Written problem -
Format every line of the material below as a JSON list of strings, with one string per line and blank lines omitted.

Exercise materials -

------

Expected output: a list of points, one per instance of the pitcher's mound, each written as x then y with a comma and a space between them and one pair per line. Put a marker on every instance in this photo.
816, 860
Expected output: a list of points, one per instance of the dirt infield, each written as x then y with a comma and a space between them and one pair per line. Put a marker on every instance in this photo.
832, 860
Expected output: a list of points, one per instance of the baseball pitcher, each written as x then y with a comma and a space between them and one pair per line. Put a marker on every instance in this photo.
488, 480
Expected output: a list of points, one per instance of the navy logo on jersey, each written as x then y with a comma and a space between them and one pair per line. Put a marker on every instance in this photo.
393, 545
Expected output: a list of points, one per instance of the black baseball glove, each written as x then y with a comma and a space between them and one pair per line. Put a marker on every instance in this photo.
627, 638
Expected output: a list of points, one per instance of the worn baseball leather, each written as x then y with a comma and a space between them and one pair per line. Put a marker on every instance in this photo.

------

Answer below -
[
  "Expected output: a list of points, one per instance of the pitcher's mound, each written as x then y with a comma and a space between them and one pair per line. Put a marker on every instance in this photo.",
  "816, 860",
  "Expected output: a list of points, one per instance of the dirt infield, each written as x then y with a comma and a space between them and one pair per line. Put a marker on every instance in this photo.",
  "832, 860",
  "Expected output: a list of points, one per instance of the baseball pitcher, each written as x then y with a comma and a space between them and one pair per line. Put a marker on every instance in this photo.",
  "488, 480",
  "Expected output: a list of points, one per instance of the navy logo on jersey, each written as x then y with a comma and a space between them and one pair per line. Put a marker on every instance in this photo.",
  "393, 545",
  "Expected output: a list of points, one per instance of the black baseball glove, each written as x then y with a comma and a space between them and one pair per line. Put a marker on every instance in this photo.",
  "627, 638",
  "Expected output: a list of points, one per instance of the worn baseball leather, each written as x then y with a comma and a space between them and one pair per line. Put a marker on every instance in this photo."
]